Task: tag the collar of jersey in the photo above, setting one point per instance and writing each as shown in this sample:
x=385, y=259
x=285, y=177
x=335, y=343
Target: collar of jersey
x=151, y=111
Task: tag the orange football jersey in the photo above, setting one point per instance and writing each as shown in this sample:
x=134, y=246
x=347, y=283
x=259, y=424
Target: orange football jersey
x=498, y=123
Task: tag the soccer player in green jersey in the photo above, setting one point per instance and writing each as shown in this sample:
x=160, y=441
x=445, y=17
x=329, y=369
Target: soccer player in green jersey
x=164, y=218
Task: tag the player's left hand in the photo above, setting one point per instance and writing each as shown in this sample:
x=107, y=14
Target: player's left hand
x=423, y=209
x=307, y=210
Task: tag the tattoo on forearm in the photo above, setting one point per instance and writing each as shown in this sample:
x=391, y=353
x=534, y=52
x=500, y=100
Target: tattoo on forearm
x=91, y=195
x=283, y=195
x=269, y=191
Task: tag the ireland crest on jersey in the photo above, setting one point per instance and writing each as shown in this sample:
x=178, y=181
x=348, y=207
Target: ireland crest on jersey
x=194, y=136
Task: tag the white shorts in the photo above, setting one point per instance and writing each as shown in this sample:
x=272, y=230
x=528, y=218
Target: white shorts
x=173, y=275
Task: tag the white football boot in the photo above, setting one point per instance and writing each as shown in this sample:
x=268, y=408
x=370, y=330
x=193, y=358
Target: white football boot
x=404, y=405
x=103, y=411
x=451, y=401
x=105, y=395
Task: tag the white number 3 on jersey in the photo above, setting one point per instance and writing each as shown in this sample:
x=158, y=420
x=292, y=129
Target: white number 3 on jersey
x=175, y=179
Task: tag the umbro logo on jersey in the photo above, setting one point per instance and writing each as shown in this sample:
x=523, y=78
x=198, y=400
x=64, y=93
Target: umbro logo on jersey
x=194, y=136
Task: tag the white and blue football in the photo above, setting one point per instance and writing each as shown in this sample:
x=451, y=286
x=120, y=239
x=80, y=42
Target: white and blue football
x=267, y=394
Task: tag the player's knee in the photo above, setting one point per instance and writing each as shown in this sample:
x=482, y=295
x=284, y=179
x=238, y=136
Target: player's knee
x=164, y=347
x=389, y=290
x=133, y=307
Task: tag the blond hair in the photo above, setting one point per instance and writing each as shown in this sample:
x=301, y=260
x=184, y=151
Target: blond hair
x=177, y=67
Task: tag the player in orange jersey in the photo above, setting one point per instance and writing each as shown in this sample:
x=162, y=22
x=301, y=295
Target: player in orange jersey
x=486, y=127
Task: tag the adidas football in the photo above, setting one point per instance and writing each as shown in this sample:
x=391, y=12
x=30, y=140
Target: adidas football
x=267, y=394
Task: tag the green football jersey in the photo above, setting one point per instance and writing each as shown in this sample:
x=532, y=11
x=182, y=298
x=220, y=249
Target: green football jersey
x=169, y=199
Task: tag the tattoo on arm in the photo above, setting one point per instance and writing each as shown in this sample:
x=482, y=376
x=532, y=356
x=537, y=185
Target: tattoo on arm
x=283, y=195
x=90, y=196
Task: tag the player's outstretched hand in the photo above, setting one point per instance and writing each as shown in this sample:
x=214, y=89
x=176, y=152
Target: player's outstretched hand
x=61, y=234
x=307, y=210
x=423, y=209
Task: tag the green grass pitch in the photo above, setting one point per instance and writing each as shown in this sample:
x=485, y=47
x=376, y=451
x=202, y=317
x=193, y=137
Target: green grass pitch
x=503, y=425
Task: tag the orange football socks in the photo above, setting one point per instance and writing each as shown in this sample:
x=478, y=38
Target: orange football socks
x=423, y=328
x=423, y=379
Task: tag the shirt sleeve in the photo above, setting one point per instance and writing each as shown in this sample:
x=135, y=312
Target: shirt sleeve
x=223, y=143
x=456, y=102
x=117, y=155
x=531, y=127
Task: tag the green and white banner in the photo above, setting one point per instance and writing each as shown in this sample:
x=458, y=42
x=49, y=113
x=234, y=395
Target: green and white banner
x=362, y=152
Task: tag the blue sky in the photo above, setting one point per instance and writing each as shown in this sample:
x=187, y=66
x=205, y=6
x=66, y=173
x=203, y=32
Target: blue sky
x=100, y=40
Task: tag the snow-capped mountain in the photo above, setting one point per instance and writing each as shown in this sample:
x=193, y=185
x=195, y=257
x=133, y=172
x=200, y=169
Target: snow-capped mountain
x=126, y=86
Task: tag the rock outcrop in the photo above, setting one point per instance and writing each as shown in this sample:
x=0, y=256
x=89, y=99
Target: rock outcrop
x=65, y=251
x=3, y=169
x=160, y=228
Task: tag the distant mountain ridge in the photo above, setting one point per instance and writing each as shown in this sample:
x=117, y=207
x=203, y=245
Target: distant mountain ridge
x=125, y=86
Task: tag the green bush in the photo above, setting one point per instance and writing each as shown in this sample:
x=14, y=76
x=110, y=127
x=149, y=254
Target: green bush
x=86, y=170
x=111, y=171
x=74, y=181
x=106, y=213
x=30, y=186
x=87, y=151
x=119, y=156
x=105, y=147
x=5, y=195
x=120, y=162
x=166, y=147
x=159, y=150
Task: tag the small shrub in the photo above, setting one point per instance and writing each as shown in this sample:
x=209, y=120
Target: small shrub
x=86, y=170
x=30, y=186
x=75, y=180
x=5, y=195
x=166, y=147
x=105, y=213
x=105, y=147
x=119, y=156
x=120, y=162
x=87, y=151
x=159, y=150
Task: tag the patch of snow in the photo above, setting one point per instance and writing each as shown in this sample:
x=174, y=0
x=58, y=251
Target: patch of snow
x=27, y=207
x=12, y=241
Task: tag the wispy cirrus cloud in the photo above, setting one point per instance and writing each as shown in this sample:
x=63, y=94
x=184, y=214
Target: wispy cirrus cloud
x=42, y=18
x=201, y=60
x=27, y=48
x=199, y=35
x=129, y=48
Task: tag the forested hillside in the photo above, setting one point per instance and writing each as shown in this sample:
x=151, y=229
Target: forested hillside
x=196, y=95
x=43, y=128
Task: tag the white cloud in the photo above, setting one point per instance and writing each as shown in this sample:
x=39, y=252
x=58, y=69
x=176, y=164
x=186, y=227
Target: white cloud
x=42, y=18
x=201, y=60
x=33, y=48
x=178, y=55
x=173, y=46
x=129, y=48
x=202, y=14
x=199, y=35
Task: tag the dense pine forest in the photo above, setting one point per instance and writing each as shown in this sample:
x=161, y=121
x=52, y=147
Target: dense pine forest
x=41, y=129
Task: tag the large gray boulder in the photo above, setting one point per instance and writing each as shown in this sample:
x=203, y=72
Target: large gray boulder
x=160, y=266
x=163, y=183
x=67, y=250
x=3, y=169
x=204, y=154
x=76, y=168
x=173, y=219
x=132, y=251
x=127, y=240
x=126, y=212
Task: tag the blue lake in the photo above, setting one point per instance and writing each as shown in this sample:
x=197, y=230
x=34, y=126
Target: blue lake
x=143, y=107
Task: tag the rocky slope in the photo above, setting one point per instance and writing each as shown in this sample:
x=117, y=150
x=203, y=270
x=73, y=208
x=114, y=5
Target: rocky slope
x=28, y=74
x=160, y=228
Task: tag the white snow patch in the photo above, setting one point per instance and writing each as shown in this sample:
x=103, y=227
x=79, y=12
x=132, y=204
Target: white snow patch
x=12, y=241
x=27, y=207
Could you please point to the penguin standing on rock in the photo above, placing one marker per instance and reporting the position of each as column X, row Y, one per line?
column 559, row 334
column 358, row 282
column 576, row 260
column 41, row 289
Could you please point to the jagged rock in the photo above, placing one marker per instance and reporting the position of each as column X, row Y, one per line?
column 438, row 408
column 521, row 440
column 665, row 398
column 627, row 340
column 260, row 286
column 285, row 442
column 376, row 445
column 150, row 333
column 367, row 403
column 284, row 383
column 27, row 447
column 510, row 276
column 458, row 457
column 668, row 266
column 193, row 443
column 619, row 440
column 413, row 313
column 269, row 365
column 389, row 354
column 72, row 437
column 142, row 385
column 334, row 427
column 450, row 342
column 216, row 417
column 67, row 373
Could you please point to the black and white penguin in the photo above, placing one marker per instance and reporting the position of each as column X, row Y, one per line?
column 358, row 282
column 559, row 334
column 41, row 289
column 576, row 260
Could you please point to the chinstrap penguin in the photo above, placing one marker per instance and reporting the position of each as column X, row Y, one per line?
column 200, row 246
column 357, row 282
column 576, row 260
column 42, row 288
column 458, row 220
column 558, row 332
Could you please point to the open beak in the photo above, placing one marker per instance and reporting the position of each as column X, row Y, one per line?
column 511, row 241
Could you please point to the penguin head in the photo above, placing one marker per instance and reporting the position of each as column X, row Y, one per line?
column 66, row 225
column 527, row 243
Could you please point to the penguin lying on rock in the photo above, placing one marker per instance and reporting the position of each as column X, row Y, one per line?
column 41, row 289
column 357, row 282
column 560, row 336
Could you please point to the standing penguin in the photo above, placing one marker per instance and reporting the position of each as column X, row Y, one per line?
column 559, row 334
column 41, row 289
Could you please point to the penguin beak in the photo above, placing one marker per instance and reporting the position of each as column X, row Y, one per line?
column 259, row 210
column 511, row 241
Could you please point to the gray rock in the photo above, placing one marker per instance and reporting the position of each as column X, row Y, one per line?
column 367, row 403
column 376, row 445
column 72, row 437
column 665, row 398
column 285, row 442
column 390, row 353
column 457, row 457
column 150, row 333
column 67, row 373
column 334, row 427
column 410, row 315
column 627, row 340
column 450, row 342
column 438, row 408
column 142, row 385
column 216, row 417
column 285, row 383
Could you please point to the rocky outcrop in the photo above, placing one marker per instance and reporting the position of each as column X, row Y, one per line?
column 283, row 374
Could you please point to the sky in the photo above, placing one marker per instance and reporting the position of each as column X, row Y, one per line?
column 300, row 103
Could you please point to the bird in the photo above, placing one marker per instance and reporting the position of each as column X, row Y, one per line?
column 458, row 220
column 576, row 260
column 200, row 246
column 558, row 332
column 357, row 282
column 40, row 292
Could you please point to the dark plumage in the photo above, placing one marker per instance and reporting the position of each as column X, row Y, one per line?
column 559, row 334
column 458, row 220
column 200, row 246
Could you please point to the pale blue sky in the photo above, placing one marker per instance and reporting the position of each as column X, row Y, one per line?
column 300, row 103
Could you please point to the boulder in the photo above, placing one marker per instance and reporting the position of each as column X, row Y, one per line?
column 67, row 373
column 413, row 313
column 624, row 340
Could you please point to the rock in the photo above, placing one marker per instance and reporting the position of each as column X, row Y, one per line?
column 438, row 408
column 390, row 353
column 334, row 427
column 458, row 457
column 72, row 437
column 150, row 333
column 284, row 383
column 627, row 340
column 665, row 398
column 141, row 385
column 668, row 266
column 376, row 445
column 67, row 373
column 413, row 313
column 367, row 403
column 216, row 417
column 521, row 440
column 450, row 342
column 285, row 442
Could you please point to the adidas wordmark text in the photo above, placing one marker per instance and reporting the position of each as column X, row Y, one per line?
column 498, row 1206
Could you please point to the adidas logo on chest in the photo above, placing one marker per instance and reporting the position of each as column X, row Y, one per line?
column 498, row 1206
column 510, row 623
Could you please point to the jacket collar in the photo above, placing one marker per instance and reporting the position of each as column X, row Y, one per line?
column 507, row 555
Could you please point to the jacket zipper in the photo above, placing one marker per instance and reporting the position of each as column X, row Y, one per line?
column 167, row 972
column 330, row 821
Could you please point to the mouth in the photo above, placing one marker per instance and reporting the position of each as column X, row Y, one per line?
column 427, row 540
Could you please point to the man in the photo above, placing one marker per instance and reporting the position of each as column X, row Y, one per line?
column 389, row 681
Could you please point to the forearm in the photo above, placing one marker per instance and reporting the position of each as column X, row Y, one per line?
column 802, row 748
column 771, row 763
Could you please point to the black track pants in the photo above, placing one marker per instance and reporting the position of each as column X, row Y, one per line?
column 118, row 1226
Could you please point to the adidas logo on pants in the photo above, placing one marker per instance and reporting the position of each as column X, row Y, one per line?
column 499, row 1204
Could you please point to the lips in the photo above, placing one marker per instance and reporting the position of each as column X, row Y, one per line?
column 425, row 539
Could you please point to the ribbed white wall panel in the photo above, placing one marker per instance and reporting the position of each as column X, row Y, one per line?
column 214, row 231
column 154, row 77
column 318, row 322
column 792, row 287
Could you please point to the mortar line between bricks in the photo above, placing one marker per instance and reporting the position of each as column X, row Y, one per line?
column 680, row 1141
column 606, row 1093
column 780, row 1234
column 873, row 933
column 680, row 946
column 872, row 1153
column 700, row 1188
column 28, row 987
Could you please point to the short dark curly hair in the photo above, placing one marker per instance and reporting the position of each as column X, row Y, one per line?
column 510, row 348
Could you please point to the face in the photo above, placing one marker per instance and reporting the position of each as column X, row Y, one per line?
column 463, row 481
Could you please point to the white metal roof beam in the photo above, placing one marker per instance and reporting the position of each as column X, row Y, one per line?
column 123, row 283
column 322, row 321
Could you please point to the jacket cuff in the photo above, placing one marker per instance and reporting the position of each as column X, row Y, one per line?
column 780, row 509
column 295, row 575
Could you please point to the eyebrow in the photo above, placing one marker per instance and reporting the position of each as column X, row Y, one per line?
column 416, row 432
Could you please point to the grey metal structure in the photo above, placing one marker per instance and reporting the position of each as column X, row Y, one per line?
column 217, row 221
========================
*Task statement*: The answer is the run of lines above from the line containing "x=107, y=14" through the line containing "x=193, y=358", copied exactly and alone.

*Solution for this task*:
x=107, y=14
Target: player's left hand
x=423, y=209
x=307, y=210
Task: tag the tattoo on forearm in the photo above, setting one point per instance and writing each as shown in this sample:
x=391, y=353
x=534, y=52
x=500, y=100
Target: tattoo on forearm
x=91, y=195
x=283, y=195
x=269, y=191
Task: tag the ireland crest on jersey in the photo above, setting one point per instance and writing each as shown in this sample:
x=178, y=181
x=348, y=207
Target: ireland crest on jersey
x=194, y=136
Task: tag the white shorts in the photo above, setting one point per instance and writing each as shown in this sample:
x=272, y=230
x=528, y=218
Target: white shorts
x=173, y=275
Task: tag the white football boot in the photo above, setting one point per instance and writing each as shown in this sample:
x=268, y=408
x=370, y=330
x=193, y=358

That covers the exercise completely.